**Items from a labeling collection**
· · · ·

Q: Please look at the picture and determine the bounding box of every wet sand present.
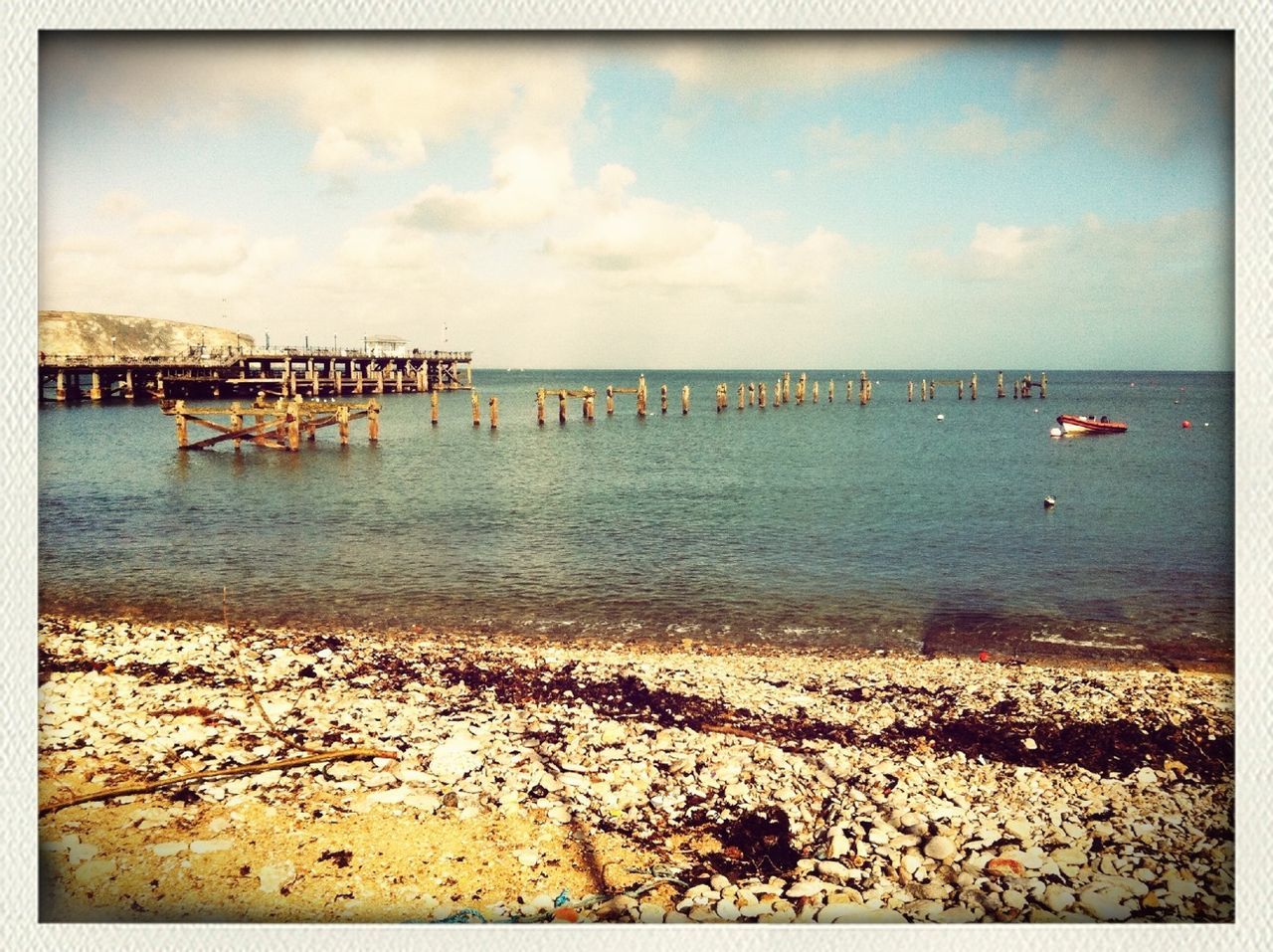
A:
[40,616,1233,923]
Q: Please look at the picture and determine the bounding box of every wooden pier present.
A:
[160,393,376,453]
[40,347,472,401]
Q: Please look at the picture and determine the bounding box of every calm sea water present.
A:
[38,368,1233,661]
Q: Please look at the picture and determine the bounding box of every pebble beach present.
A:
[38,615,1235,925]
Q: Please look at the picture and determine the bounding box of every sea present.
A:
[38,368,1235,666]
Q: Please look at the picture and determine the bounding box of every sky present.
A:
[38,32,1235,370]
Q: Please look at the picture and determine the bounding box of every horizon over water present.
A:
[38,368,1235,665]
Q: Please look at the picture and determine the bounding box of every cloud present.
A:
[1017,33,1233,153]
[651,33,952,95]
[396,145,573,232]
[922,105,1046,158]
[40,193,298,319]
[41,33,588,176]
[545,165,872,299]
[806,105,1045,170]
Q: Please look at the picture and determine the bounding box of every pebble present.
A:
[924,837,956,862]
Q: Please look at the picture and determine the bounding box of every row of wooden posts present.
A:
[162,370,1047,452]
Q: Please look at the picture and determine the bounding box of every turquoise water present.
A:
[38,368,1233,661]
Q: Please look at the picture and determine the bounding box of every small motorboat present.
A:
[1056,414,1127,434]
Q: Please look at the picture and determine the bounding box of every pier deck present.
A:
[40,347,472,400]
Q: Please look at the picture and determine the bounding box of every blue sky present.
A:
[40,33,1233,369]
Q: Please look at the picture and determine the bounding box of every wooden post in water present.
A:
[287,393,300,453]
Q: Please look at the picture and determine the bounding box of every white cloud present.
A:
[806,105,1045,170]
[651,33,951,95]
[923,105,1045,158]
[1017,33,1232,153]
[42,33,588,176]
[40,193,298,319]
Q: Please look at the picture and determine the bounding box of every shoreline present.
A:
[40,615,1233,923]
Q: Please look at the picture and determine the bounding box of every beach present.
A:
[38,615,1233,925]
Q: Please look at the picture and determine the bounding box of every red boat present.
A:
[1056,414,1127,434]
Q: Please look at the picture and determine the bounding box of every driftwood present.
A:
[40,747,400,816]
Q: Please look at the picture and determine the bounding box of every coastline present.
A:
[40,615,1233,923]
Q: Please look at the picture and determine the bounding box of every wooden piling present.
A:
[287,393,300,453]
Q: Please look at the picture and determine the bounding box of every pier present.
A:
[40,347,472,401]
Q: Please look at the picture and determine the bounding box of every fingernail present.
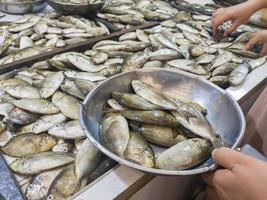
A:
[211,149,218,157]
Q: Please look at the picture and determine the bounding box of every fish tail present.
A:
[211,137,225,149]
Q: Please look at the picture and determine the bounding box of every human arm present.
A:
[202,148,267,200]
[213,0,267,37]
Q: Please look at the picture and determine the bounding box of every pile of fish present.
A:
[0,61,119,200]
[80,19,266,88]
[100,80,219,170]
[97,0,178,28]
[51,0,101,4]
[0,12,109,66]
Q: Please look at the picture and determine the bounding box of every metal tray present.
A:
[0,22,159,74]
[0,0,47,14]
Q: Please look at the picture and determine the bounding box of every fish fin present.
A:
[211,134,225,149]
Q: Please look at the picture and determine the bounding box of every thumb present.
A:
[223,20,240,37]
[212,147,253,170]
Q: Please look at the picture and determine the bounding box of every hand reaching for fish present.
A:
[246,30,267,56]
[202,148,267,200]
[212,1,257,37]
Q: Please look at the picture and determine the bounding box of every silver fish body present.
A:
[156,138,212,170]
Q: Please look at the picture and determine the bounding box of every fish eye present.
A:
[47,194,54,200]
[28,184,33,190]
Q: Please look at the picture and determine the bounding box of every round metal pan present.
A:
[79,69,246,175]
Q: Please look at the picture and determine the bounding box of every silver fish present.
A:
[9,152,74,175]
[171,103,223,148]
[25,168,62,200]
[64,71,107,82]
[122,51,149,71]
[124,132,155,168]
[52,91,80,119]
[48,120,85,139]
[149,49,182,61]
[156,138,212,170]
[111,92,161,110]
[60,80,85,100]
[32,113,67,134]
[11,99,60,115]
[132,80,176,110]
[209,51,233,71]
[75,139,102,180]
[130,123,186,147]
[101,115,130,157]
[229,62,252,86]
[40,72,64,99]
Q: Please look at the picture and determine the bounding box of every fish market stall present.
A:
[0,1,267,199]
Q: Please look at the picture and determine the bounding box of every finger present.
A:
[212,14,227,35]
[212,8,223,18]
[223,20,240,37]
[260,43,267,57]
[205,187,219,200]
[201,172,214,187]
[245,35,261,50]
[202,169,234,188]
[212,147,253,170]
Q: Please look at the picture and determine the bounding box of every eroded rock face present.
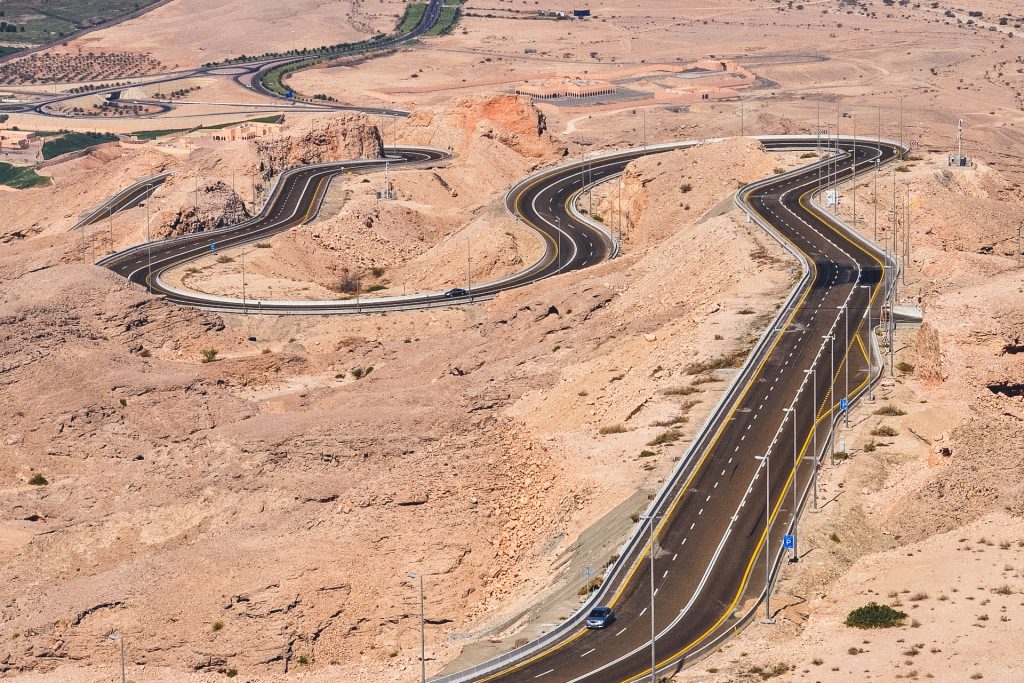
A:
[154,180,250,239]
[403,95,556,158]
[253,114,384,179]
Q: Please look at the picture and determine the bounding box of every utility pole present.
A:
[850,112,857,227]
[871,160,882,242]
[794,366,818,509]
[899,95,903,159]
[640,110,647,157]
[782,405,806,563]
[1017,221,1024,267]
[641,515,657,683]
[824,333,836,467]
[555,216,562,272]
[902,185,910,287]
[843,301,850,427]
[758,453,775,624]
[857,285,874,403]
[106,633,126,683]
[145,185,153,294]
[409,571,427,683]
[242,247,249,315]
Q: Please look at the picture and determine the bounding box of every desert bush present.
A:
[874,403,906,418]
[647,429,683,445]
[597,425,628,435]
[844,602,906,629]
[662,385,699,396]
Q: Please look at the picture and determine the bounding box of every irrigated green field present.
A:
[0,0,157,46]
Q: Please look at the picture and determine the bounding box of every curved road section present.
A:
[99,147,615,314]
[435,137,901,683]
[101,136,902,683]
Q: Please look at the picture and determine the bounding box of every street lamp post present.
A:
[106,632,125,683]
[841,301,850,427]
[858,285,874,402]
[555,216,562,272]
[824,328,836,467]
[641,515,658,683]
[804,368,818,512]
[782,409,800,562]
[409,571,427,683]
[755,453,775,624]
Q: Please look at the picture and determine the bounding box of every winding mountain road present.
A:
[94,136,902,683]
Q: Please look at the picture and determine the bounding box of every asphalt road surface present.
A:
[439,138,898,683]
[96,138,898,683]
[99,147,613,314]
[71,173,170,230]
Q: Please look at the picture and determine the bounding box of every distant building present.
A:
[194,122,281,142]
[515,78,615,99]
[0,130,36,150]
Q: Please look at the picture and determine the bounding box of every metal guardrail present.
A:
[430,138,813,683]
[430,135,913,683]
[68,171,174,232]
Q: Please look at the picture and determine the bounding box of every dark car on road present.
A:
[587,607,615,629]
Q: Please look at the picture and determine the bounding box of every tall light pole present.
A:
[555,216,562,272]
[871,158,882,242]
[857,285,874,403]
[755,453,775,624]
[145,184,153,294]
[640,109,647,157]
[793,366,818,509]
[641,515,658,683]
[843,301,850,427]
[782,403,800,562]
[242,247,249,315]
[850,112,857,227]
[106,632,125,683]
[824,326,836,467]
[409,571,427,683]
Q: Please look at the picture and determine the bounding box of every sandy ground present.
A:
[0,0,1024,681]
[61,0,404,68]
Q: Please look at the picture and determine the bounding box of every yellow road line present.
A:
[480,141,886,683]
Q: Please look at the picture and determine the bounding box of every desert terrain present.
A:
[0,0,1024,682]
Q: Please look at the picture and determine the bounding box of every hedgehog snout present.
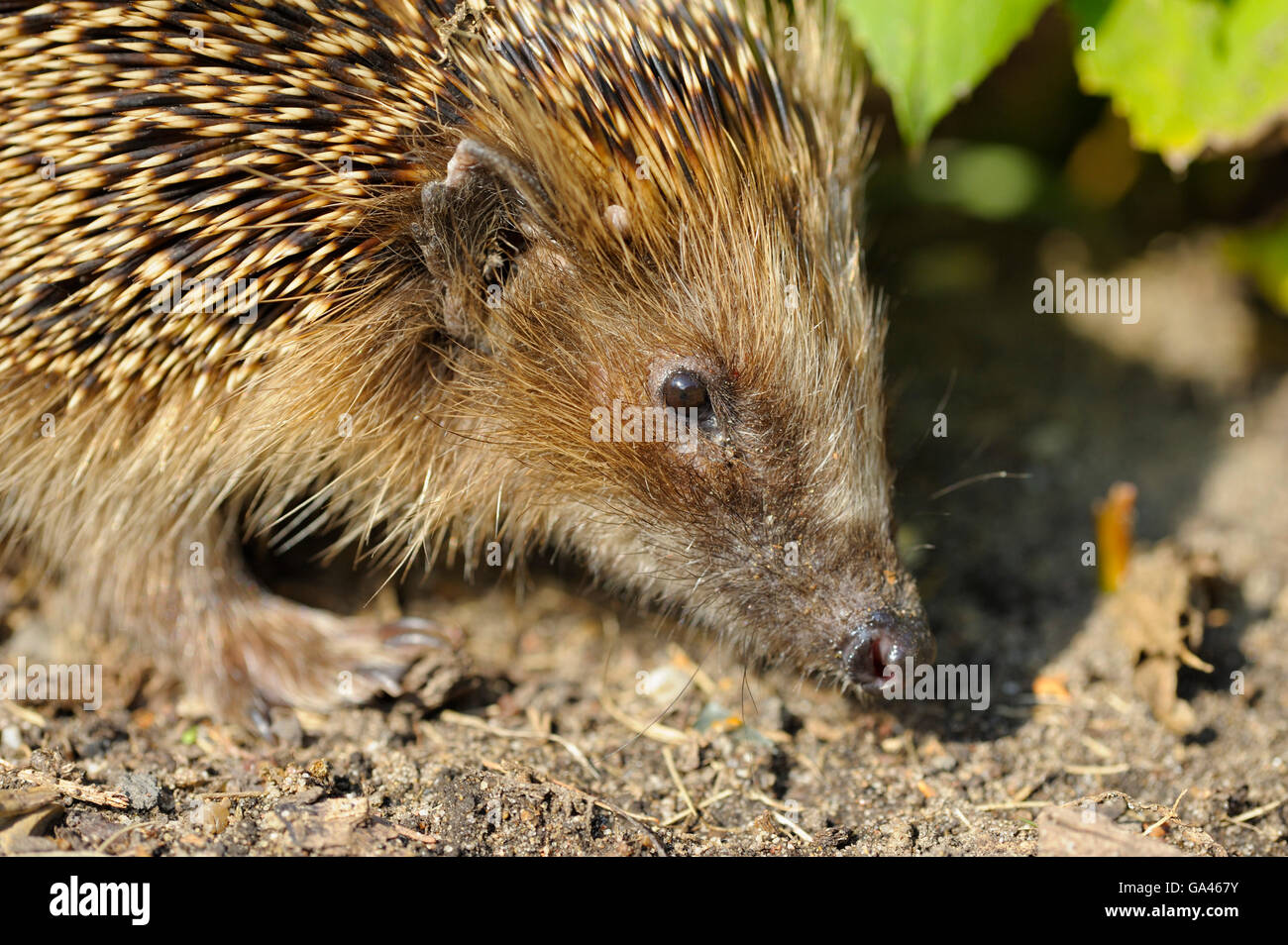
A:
[841,605,935,692]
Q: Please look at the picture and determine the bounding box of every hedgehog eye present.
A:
[662,370,711,411]
[662,370,718,435]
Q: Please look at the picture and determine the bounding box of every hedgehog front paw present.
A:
[193,597,463,730]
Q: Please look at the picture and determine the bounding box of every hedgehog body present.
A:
[0,0,928,712]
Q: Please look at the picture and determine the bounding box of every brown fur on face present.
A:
[0,0,926,710]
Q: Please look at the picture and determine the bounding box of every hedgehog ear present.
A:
[412,138,546,352]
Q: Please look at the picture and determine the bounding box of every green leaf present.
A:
[841,0,1050,146]
[1070,0,1288,168]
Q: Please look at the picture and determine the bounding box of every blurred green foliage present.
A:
[841,0,1051,146]
[837,0,1288,313]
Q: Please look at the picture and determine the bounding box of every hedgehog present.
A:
[0,0,932,716]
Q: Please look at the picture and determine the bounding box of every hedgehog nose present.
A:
[841,607,935,692]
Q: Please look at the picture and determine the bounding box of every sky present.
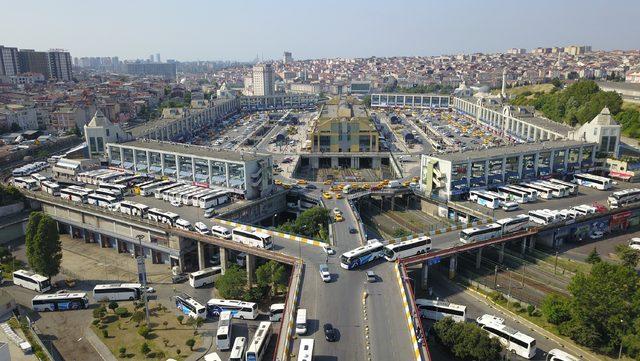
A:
[0,0,640,61]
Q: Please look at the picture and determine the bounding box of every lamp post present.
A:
[136,234,149,327]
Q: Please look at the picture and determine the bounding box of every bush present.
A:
[115,307,129,318]
[138,326,151,339]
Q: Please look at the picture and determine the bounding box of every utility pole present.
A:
[136,234,150,327]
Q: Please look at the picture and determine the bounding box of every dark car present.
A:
[322,323,338,342]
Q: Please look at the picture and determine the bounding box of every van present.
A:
[296,308,307,335]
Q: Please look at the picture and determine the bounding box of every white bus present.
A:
[40,181,60,197]
[189,266,222,288]
[469,191,500,209]
[87,193,118,208]
[147,208,180,226]
[207,298,258,320]
[13,269,51,292]
[229,337,247,361]
[216,311,233,351]
[496,214,529,235]
[498,186,529,203]
[120,201,149,218]
[11,177,39,191]
[60,188,89,203]
[175,296,207,319]
[382,236,431,262]
[460,223,502,243]
[31,292,89,312]
[245,321,271,361]
[607,188,640,208]
[416,298,467,322]
[269,303,285,322]
[298,338,313,361]
[340,239,384,269]
[231,228,273,249]
[477,315,536,359]
[211,226,231,239]
[93,283,142,302]
[573,173,613,191]
[549,178,579,196]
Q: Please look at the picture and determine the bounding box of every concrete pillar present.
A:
[449,254,458,279]
[219,247,228,274]
[197,241,207,270]
[245,254,256,288]
[414,262,429,292]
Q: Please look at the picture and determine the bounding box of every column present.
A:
[245,254,256,288]
[219,247,228,274]
[197,241,207,270]
[449,254,458,279]
[476,248,482,269]
[414,262,429,292]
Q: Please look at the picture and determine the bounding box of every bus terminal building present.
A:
[420,140,598,200]
[107,140,273,199]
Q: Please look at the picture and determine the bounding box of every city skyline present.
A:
[5,0,640,61]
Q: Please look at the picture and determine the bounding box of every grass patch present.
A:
[91,303,202,360]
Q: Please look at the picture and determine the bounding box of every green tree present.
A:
[616,244,640,268]
[540,293,571,325]
[585,247,602,264]
[256,260,287,296]
[216,265,247,299]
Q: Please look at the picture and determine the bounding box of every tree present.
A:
[256,260,287,296]
[616,244,640,268]
[585,247,602,264]
[216,265,247,299]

· · · ·

**The exercise**
Rescale the stretch of records from the line containing "every fingernail present." through the line containing "[212,1,257,37]", including both of those lines. Write the lines out again with their requests, multiplying every bounding box coordinate in the answers by 1.6 and rounding to whole numbers with halves rounded up, and leave the pictures out.

**Exercise solution**
Q: Please look at the picture and determine the bounding box of every fingernail present.
A:
[338,238,349,251]
Q: Please look at the picture and determine the bounding box of every fish tail present.
A:
[338,219,360,238]
Q: Please look at the picture and determine the bounding box of every human arm present.
A:
[323,237,427,320]
[341,0,427,59]
Q: Please look at the picture and determine the bounding box of every pile of fish present.
A:
[0,98,190,320]
[128,30,426,141]
[160,128,350,272]
[155,0,285,45]
[82,0,162,6]
[0,19,174,106]
Q: Please look at the picture and determine the bounding box of every metal tray present.
A:
[0,35,254,118]
[0,0,75,22]
Q: Please look at the picture and determine the bounding box of every fish fin present.
A:
[338,214,360,238]
Q: Please look at the picture and determine the bounding box of every thumb present.
A:
[357,32,384,59]
[339,235,405,272]
Q: Please look at the picture and determine the bounding box of every hand reaching for fish present.
A:
[394,48,427,90]
[323,237,427,320]
[339,2,411,59]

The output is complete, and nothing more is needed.